Omit images. Retype all entries verbatim.
Start of SUPPLIED MATERIAL
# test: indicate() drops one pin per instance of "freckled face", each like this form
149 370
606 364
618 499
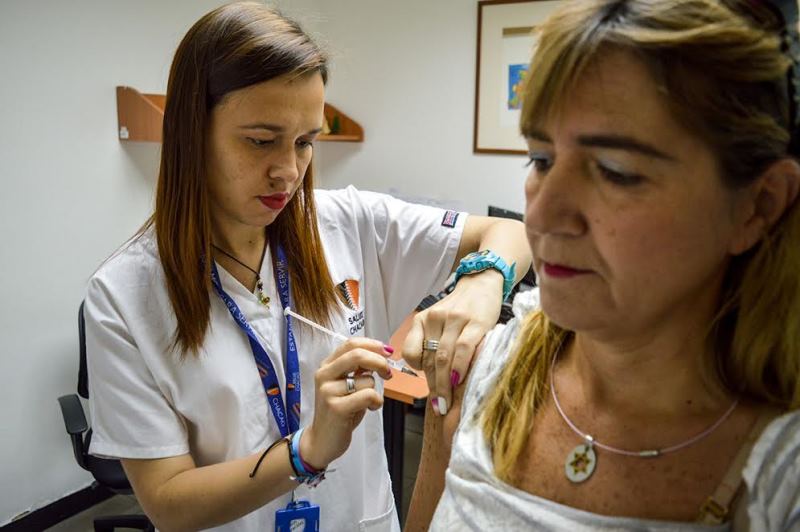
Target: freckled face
260 146
627 216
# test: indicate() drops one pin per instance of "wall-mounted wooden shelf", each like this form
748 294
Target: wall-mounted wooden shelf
140 117
343 128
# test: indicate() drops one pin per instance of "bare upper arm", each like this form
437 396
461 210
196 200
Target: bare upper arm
147 476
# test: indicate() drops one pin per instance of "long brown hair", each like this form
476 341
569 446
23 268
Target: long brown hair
725 78
232 47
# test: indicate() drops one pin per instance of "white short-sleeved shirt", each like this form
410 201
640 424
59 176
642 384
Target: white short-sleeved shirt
146 402
475 499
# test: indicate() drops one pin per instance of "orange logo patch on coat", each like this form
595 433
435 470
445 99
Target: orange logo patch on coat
349 292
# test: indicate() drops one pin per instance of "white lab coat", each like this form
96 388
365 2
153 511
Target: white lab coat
147 403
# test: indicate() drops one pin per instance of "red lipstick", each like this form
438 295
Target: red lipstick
275 201
561 272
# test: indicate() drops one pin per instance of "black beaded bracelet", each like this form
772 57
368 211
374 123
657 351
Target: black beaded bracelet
287 439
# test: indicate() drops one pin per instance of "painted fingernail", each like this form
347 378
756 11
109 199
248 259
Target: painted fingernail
442 406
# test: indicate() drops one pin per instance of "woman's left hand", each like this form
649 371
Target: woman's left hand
459 322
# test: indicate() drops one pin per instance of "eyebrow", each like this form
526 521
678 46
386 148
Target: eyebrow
615 142
275 128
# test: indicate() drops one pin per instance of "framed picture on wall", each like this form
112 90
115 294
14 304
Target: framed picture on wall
505 45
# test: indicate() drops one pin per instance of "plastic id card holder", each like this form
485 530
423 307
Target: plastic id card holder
298 516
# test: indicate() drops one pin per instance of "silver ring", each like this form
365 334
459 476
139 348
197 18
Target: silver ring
430 345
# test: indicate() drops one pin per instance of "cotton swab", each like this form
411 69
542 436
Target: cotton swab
End of SUPPLIED MATERIAL
=== TASK RESPONSE ===
# test: indicate() drops one pin per instance of "freckled face", each like this form
149 370
606 364
618 499
Target: freckled face
260 146
627 216
# test: indicate() drops one pin per instance of "wall-mounted wooden shelf", each like this form
748 294
Target: wall-mounted wooden shelf
140 117
343 128
# test: indicate() drops one pin per instance of "bare upper arm", each like this form
437 396
461 210
196 200
Target: bare upper arm
147 476
# test: indicate() drops one pin per instance of "long brown hair", each like this form
476 341
569 446
23 268
Target: long brown hair
725 78
232 47
# test: indicate() drops one pin per instance of "white short-sleeved shirt", each like this form
410 201
640 424
59 176
642 384
Target: white short-sleeved shirt
146 402
475 499
# test: indicate() drops one pin per instance of "orange logo patch on coat", each like this form
595 433
435 470
445 99
Target: orange logo patch on coat
349 292
# test: indicate() drops one pin per instance of "white lab coat", each like this form
96 388
365 2
153 511
Target: white lab coat
147 403
# test: indicate() drops one pin per instance of "red lipstick", each like this form
438 295
Target: red lipstick
275 201
561 272
# test: indicate() drops one pin per instance of "black beaded bracelet", each like this form
772 57
368 211
374 123
657 351
Target: black beaded bracelet
287 439
# test: indicate() drops one pin per instance of "painted fingernail", each like this form
347 378
756 11
109 199
248 259
Target: painted fingernail
442 406
# test: indicate() drops one pin per instance of "woman's left hand", each like this form
649 371
Target: woman's left hand
459 322
# test: indicate() drops one pin per instance of "eyebrow", each like this form
526 521
678 46
386 148
Target: eyebrow
615 142
275 128
# test: indicate() drops one pin per instance of "framed picture on wall", each like this form
112 90
115 294
14 304
Target: framed picture on wall
505 45
# test: indicate() drops one pin per instance of "plastic id card holder", each like this form
485 530
423 307
Target: plastic id card holder
298 516
# test: indicate() drops one pin per instance of "silver ring", each like this form
365 334
459 476
139 348
197 18
Target: silver ring
430 345
# test: indicate() drops one pin per instance of "cotton swab", each like this form
411 69
542 436
Target: cotton swab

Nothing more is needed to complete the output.